Source records

════════════════

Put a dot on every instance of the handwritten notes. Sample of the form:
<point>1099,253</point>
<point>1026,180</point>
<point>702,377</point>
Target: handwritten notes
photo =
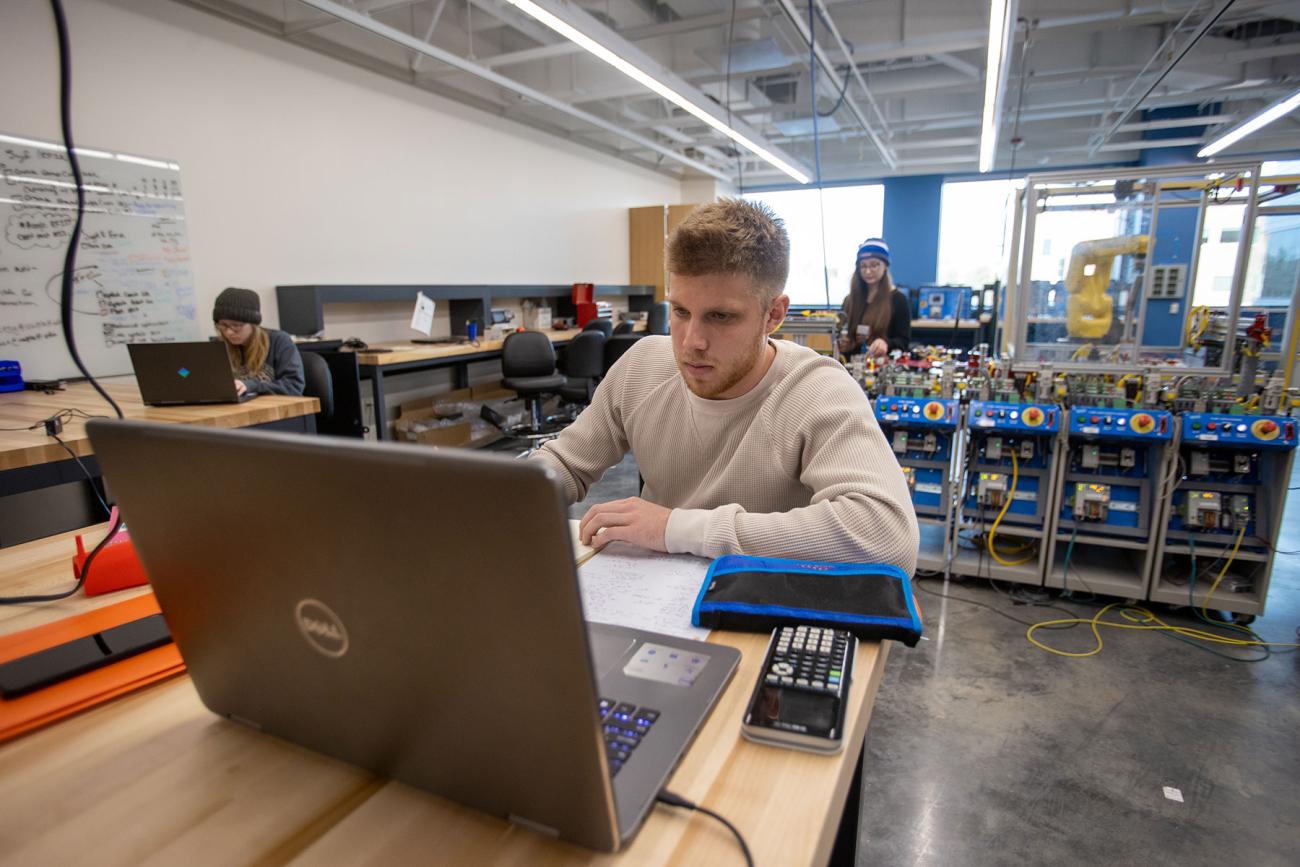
<point>133,281</point>
<point>629,586</point>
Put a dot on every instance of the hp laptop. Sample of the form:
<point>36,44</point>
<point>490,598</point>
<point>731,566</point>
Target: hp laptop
<point>412,611</point>
<point>180,373</point>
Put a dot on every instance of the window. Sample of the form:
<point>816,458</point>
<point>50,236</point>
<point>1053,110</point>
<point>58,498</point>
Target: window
<point>975,232</point>
<point>850,215</point>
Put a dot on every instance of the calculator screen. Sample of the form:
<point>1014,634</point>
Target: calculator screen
<point>794,710</point>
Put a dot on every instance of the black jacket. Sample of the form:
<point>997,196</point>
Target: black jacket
<point>900,326</point>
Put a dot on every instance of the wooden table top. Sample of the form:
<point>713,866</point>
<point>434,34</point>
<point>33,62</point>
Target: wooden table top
<point>33,447</point>
<point>155,777</point>
<point>404,351</point>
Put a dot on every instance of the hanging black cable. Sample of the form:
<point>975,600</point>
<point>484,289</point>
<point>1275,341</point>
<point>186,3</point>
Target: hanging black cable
<point>740,152</point>
<point>65,87</point>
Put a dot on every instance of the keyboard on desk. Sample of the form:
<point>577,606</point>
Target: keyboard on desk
<point>624,725</point>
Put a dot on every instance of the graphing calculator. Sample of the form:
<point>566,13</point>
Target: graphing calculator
<point>801,693</point>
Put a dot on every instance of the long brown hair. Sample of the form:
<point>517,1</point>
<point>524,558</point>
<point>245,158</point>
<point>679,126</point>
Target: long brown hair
<point>876,313</point>
<point>248,360</point>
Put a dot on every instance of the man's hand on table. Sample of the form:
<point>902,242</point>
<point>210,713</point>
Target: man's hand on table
<point>625,520</point>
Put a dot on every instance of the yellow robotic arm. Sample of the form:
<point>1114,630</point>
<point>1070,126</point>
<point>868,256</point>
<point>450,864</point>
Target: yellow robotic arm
<point>1088,310</point>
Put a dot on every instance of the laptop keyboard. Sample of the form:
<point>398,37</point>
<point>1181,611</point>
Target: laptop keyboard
<point>624,725</point>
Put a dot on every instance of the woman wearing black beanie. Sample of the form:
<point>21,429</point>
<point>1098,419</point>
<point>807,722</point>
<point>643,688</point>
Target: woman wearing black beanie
<point>263,360</point>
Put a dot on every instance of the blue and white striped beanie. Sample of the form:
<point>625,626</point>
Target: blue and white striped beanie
<point>874,248</point>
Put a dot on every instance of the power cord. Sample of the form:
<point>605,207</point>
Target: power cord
<point>677,801</point>
<point>65,92</point>
<point>81,576</point>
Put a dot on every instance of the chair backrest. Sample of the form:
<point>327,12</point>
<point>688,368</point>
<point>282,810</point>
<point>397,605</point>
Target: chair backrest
<point>659,317</point>
<point>616,346</point>
<point>346,384</point>
<point>319,384</point>
<point>584,356</point>
<point>527,354</point>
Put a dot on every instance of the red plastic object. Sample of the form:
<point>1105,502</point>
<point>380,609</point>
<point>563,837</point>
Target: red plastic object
<point>116,567</point>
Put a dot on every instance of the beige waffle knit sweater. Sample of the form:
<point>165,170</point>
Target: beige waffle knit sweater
<point>796,468</point>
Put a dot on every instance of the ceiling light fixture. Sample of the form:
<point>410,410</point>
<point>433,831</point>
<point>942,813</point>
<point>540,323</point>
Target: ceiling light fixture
<point>653,83</point>
<point>1252,124</point>
<point>1001,13</point>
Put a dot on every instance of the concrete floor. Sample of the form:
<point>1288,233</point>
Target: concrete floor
<point>987,750</point>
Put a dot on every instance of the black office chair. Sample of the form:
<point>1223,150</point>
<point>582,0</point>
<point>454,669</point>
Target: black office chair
<point>584,365</point>
<point>528,368</point>
<point>616,346</point>
<point>659,317</point>
<point>320,385</point>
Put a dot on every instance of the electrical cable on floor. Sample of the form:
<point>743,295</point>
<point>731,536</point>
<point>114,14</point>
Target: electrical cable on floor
<point>995,608</point>
<point>677,801</point>
<point>81,576</point>
<point>1139,618</point>
<point>997,521</point>
<point>90,478</point>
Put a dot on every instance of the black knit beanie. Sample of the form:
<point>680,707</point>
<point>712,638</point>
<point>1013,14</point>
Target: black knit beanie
<point>237,306</point>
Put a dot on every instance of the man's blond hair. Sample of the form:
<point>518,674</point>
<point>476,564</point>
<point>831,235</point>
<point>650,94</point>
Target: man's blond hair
<point>733,237</point>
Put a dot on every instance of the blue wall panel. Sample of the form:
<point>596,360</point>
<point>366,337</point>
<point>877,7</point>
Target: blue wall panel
<point>911,228</point>
<point>1175,243</point>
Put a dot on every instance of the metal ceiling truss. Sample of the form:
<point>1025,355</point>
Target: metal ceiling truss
<point>919,82</point>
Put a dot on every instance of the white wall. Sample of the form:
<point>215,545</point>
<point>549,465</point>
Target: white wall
<point>298,168</point>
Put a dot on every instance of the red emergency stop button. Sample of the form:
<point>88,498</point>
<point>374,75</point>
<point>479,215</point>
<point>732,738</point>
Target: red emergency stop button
<point>1265,429</point>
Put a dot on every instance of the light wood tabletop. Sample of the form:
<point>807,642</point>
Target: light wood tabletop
<point>20,410</point>
<point>404,351</point>
<point>156,779</point>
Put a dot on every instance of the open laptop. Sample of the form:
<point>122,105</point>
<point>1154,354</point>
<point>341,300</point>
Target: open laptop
<point>185,372</point>
<point>412,611</point>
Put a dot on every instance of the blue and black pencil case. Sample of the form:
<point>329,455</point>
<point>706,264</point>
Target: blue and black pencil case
<point>872,601</point>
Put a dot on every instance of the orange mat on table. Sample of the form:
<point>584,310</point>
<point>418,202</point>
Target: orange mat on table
<point>76,694</point>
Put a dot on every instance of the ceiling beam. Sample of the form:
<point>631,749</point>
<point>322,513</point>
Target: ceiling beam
<point>1169,51</point>
<point>372,7</point>
<point>433,52</point>
<point>663,81</point>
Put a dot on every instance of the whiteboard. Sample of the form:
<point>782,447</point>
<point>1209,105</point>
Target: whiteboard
<point>133,282</point>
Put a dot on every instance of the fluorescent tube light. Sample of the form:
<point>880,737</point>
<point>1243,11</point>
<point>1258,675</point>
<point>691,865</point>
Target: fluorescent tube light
<point>1255,122</point>
<point>999,13</point>
<point>653,83</point>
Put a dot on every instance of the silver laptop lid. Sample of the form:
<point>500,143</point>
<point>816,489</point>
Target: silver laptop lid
<point>380,603</point>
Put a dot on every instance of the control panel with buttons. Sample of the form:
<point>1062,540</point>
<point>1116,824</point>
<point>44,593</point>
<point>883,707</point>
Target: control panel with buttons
<point>1156,425</point>
<point>1021,417</point>
<point>1244,432</point>
<point>928,412</point>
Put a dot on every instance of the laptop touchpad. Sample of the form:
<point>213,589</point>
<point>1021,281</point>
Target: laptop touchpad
<point>607,650</point>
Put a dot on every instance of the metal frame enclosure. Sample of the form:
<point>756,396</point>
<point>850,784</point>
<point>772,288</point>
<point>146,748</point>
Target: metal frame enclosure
<point>1019,278</point>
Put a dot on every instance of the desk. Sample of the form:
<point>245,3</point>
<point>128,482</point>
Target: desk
<point>30,460</point>
<point>156,777</point>
<point>407,356</point>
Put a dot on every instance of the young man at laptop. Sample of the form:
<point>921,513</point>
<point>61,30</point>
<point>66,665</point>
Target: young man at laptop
<point>746,445</point>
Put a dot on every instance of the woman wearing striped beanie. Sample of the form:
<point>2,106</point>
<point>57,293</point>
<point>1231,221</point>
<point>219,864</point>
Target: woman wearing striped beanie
<point>879,317</point>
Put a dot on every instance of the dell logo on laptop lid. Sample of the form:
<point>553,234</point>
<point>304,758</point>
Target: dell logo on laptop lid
<point>323,629</point>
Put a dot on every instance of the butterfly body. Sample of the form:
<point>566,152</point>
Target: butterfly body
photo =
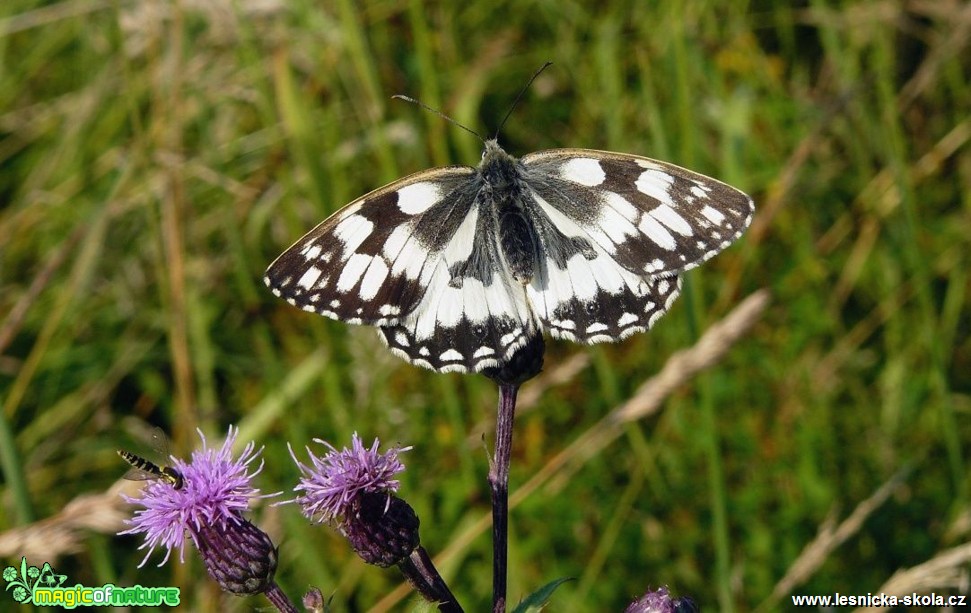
<point>143,470</point>
<point>462,268</point>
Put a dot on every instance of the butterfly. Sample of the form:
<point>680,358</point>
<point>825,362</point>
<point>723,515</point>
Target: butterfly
<point>146,470</point>
<point>460,268</point>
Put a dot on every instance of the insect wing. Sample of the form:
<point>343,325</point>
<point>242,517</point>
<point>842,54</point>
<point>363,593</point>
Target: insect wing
<point>616,232</point>
<point>372,261</point>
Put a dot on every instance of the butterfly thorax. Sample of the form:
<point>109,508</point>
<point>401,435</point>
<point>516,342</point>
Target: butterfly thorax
<point>503,190</point>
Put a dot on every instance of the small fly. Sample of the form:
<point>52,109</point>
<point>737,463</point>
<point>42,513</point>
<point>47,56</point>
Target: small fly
<point>146,470</point>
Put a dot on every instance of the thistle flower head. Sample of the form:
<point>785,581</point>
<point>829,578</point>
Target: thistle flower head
<point>217,489</point>
<point>353,489</point>
<point>332,484</point>
<point>660,601</point>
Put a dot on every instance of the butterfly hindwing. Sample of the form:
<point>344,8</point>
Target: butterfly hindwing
<point>651,217</point>
<point>370,262</point>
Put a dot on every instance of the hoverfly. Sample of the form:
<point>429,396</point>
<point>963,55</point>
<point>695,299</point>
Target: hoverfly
<point>146,470</point>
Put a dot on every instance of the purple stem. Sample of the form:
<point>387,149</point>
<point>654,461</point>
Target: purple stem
<point>422,574</point>
<point>278,599</point>
<point>499,480</point>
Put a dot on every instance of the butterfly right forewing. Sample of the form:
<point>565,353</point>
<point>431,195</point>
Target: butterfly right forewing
<point>369,263</point>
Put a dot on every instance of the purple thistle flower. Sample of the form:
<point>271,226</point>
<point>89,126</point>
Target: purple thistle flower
<point>209,505</point>
<point>353,489</point>
<point>332,485</point>
<point>660,601</point>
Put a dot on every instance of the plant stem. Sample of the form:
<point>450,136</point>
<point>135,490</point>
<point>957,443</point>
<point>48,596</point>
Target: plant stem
<point>499,481</point>
<point>422,574</point>
<point>279,599</point>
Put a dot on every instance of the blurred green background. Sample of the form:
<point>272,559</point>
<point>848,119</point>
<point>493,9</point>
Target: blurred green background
<point>156,156</point>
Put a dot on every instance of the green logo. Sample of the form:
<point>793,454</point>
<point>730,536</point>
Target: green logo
<point>43,587</point>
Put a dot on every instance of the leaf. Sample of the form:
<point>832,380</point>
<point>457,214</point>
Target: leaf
<point>538,599</point>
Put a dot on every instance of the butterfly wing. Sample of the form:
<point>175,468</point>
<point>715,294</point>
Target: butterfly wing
<point>418,259</point>
<point>473,315</point>
<point>617,230</point>
<point>370,262</point>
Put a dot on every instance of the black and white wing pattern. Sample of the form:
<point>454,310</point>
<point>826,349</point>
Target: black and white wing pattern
<point>418,259</point>
<point>461,268</point>
<point>617,231</point>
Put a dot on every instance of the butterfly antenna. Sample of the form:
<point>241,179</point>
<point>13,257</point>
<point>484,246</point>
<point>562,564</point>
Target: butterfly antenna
<point>521,93</point>
<point>439,113</point>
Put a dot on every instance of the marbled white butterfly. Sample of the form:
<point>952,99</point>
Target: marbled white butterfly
<point>462,269</point>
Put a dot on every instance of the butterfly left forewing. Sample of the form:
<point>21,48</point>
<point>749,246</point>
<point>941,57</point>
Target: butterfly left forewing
<point>472,315</point>
<point>651,217</point>
<point>368,263</point>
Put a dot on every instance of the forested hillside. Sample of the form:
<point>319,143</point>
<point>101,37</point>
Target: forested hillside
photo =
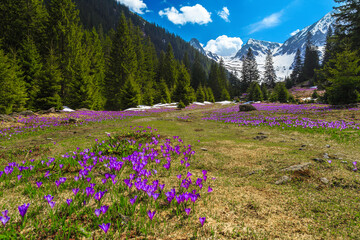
<point>76,58</point>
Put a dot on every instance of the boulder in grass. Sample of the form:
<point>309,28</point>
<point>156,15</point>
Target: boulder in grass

════════════════

Reproduce every line of the items, requests included, beginning at the line that has "Put a dot on every instance of the marbled" and continuing through the end of the items, with each coordinate in the answer points shifted by -78 and the sample points left unchanged. Omit the pictures.

Put a dot on every instance of the marbled white butterfly. Sample of the form:
<point>952,99</point>
Target: marbled white butterfly
<point>384,191</point>
Put a dot on every instance of the butterfly left forewing. Sample of the form:
<point>21,48</point>
<point>749,246</point>
<point>941,57</point>
Target: butterfly left forewing
<point>394,237</point>
<point>573,139</point>
<point>290,185</point>
Put a dot on every instance of the forested hillside. Sample of the form:
<point>319,143</point>
<point>101,37</point>
Target: forested hillside
photo =
<point>-2,-20</point>
Put a dot on every instance of the boulder in grass. Sample of the form:
<point>309,28</point>
<point>156,15</point>
Target: boulder in grass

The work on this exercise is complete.